_Document passage:_
=== Begin Enclosure ===

MASERU — The shops are teeming with shoppers eager to grab bargains.
Colourful decorations bedeck the Pioneer Shopping Centre, Lesotho’s upmarket mall.
Shopping is in full swing.
Even the smaller shops dotted around Maseru are also eager to capitalise on the Christmas mood and push up sales.
The Christmas season is certainly upon us.
But for Mpoli Tjeke, a factory worker in the Thetsane industrial area, this year’s Christmas in nine days’ time promises to be a miserable one.
There won’t be any of the lavish Christmas meals her mother used to prepare for the family back in the 1980s.
Tjeke says the big Christmas meal is now a distant memory.
With a gross salary of around M900 a month, Tjeke says she can hardly afford to throw such a lavish ceremony.
“Times of preparing big meals are gone,” Tjeke says.
“I no longer host visitors for meals like what we used to do when we were growing up.”
“Food is now just for family members. We are trying to save as much as we can so that we are still left with food after Christmas,” she says.
At least 53 percent of Lesotho’s 1.8 million people are said to be living in poverty, according to United Nations figures.
Tjeke and her family are probably among these.
Lesotho has colourfully been described as a small country with huge challenges. Poverty is rampant.
It is also battling the Aids pandemic which has seen at least one in every three people being infected with the virus that causes the disease.
Add to these problems the rising cost of food.
Food prices have continued their relentless march upwards putting a strain on the population in urban areas.
A United Nations Development Programme (UNDP) report released earlier this year says at least 40 percent of the population is malnourished.
The UN agency says the rural population is caught in a poverty trap, with limited crop yields and no financial resources to buy imported food.
The poverty situation in Lesotho has been worsened following the massive retrenchments in South African mines over the years.

=== End Enclosure ===

_Your goal:_ Continue the article on Christmas and poverty in Lesotho from where it stops.

_Material supplied:_

=== Begin Enclosure ===

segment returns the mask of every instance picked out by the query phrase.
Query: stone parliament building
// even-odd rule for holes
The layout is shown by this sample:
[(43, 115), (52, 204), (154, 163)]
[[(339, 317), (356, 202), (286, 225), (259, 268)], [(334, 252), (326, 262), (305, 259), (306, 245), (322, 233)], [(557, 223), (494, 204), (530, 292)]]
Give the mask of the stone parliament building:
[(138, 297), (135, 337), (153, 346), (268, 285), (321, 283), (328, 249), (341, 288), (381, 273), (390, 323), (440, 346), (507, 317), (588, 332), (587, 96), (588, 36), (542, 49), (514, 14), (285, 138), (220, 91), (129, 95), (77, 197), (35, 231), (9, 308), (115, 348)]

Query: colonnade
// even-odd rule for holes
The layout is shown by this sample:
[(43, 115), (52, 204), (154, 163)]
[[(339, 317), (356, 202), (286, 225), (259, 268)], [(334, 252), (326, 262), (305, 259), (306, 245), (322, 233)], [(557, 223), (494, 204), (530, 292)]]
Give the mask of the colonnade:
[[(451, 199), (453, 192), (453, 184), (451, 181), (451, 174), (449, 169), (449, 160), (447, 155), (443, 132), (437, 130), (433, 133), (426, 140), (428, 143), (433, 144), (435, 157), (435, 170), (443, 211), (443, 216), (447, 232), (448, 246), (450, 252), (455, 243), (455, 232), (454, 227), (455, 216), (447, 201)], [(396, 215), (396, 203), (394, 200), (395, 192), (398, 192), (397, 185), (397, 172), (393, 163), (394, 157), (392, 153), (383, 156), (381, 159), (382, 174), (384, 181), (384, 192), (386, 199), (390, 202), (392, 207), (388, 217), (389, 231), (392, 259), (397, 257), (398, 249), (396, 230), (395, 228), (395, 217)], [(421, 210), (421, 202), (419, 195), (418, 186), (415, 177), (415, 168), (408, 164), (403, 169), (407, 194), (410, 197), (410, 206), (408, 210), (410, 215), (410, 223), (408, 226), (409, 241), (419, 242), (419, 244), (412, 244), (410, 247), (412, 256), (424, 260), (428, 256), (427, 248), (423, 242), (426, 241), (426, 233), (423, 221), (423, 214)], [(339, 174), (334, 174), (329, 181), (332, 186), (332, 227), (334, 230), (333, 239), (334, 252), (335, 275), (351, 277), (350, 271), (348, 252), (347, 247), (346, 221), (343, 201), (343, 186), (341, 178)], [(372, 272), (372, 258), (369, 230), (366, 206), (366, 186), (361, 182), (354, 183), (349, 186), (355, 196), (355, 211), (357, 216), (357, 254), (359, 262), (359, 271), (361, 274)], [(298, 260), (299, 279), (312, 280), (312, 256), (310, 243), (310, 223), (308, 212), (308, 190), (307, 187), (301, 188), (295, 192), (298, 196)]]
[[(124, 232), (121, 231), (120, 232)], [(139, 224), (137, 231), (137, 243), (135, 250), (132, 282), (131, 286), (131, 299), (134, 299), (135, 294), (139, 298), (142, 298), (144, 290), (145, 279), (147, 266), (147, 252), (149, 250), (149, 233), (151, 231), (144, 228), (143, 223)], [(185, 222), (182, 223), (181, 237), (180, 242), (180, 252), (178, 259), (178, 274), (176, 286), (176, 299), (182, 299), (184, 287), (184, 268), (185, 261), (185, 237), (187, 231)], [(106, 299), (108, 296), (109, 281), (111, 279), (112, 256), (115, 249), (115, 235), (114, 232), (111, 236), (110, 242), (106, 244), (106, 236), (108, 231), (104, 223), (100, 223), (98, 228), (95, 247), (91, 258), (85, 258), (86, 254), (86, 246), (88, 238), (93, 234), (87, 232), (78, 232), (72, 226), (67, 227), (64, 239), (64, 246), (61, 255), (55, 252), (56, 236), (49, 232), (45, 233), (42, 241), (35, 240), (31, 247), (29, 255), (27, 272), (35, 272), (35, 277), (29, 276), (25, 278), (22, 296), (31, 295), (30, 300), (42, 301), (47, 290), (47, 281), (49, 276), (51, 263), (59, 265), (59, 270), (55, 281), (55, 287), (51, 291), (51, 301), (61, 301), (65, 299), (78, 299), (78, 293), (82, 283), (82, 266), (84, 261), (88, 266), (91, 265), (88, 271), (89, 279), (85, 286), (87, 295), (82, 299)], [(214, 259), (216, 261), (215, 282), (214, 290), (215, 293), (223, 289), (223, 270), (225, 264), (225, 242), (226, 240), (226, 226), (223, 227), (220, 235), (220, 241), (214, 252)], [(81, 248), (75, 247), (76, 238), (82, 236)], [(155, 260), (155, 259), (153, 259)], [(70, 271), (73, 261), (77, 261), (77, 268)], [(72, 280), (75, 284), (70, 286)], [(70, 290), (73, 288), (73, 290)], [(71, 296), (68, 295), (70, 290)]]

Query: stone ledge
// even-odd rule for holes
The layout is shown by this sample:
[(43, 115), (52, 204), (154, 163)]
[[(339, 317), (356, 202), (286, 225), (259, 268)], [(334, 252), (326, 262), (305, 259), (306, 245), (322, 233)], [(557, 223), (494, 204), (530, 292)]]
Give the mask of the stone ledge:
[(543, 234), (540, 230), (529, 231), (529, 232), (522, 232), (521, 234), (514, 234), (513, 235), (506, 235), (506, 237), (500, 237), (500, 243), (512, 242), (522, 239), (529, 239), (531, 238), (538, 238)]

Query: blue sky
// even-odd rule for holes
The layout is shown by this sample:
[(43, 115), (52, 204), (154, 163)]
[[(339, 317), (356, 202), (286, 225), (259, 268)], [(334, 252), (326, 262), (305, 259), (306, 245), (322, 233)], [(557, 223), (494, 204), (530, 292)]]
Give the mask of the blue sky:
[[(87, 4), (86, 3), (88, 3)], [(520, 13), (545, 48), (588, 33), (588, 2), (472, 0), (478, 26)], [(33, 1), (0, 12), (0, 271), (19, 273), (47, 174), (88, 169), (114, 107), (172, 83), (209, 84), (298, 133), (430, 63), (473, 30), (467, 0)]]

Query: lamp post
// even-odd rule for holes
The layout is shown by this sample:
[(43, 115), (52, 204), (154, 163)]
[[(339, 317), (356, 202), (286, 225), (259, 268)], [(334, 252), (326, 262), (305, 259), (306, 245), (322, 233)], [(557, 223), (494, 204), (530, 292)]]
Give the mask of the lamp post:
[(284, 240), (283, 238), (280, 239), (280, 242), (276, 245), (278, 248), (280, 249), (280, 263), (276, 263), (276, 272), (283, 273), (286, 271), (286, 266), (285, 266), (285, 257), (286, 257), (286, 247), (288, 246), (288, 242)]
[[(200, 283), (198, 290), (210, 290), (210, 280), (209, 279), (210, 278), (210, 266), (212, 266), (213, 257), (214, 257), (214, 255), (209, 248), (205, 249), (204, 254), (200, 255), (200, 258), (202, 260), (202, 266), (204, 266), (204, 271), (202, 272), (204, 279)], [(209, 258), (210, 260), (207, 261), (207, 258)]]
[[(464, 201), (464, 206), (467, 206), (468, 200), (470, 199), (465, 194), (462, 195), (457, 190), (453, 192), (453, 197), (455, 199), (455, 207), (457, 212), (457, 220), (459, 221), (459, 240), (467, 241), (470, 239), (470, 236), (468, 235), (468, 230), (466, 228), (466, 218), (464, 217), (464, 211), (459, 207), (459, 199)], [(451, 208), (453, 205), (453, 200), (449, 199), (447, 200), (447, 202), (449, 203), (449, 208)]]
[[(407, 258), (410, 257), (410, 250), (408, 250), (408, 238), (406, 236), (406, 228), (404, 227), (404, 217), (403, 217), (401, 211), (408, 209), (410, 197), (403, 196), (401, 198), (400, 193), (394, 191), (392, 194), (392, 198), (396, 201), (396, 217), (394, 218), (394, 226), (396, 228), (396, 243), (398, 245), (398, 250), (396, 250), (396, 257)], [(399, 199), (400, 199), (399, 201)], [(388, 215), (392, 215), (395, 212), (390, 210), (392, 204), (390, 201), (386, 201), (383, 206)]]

=== End Enclosure ===

_Answer:_
For decades, Basotho had relied on migrant mine workers to send remittances home.
That tap was however closed down a few years ago with the retrenchments in the mines.
The dwindling cash remittances pushed thousands of women to seek jobs in the Chinese-run factories in urban areas.
But the wages in the factories are poor.
The lowest paid factory worker earns about M778 a month, far below the R1 200 that consumer rights groups say a family of five needs every month to survive.
Factory workers say the money is hardly enough to take them to the next pay-day.
Last month, Macaefa Bill, the secretary general of the powerful Factory Workers Union, said they wanted the wages increased to M1 500 a month.
“We are proposing at least M1 500 per month which should be able to meet the very basic needs of workers,” Billy said.
He said the current wages given to factory workers were “breeding poverty” in Lesotho.
‘Makatiso Tšehlana from Ha-Teko village, on the outskirts of Maseru, says she can hardly buy new clothes for her 10 children.
The children will have to make do with their old clothes this Christmas, a thing unheard of in the past.
“My children are so disappointed. It breaks my heart. But there is nothing I can do. My husband and I are not employed,” Tšehlana says as she mixes cow dung and soil to coat the floors and walls of her two huts.
“We depend on our daughter who earns a small salary from the textile factory. But she too is struggling.”
Tšehlana says things have never been the same since her husband was retrenched from the South African mines in the late 1980s.
This year’s Christmas will probably be the worst for her, she says.
Her husband is sick and bed-ridden in hospital.
When the Lesotho Times visited her home on Tuesday, she had just heard the news that one of her husband’s legs had just been amputated.
“This is going to be the worst Christmas for my family. This time around I am not even going to buy them even a braai pack for their Christmas lunch,” Tšehlana says.
“I need to raise cash to pay for my husband’s medical bills. If only I could buy some soap to wash their clothes so that they can at least have something clean and neat to wear on Christmas day.”
The same is equally true for ‘Mamokone Mokone, a 54-year-old mother of five from Matukeng, a village in Maseru.
Mokone says Christmas has lost its lustre.
Christmas is no longer as good as it was in the past, Mokone argues.
“The happy spirit that came with Christmas is gone. Times are tougher.
“We do not have enough money to spoil our kids like in the past. Clothes and food have become expensive. The joy has gone,” Mokone says.
Lieketseng Pesela is a tailor in one of the sprawling textile factories in Ha-Thetsane.
Pesela says Christmas is putting a huge strain on her finances and has become an awful time for her.
She says she can hardly afford to save money to spoil her family of three children during the holiday.
“Christmas has become awful for me. I only earn M900 monthly,” Pesela says.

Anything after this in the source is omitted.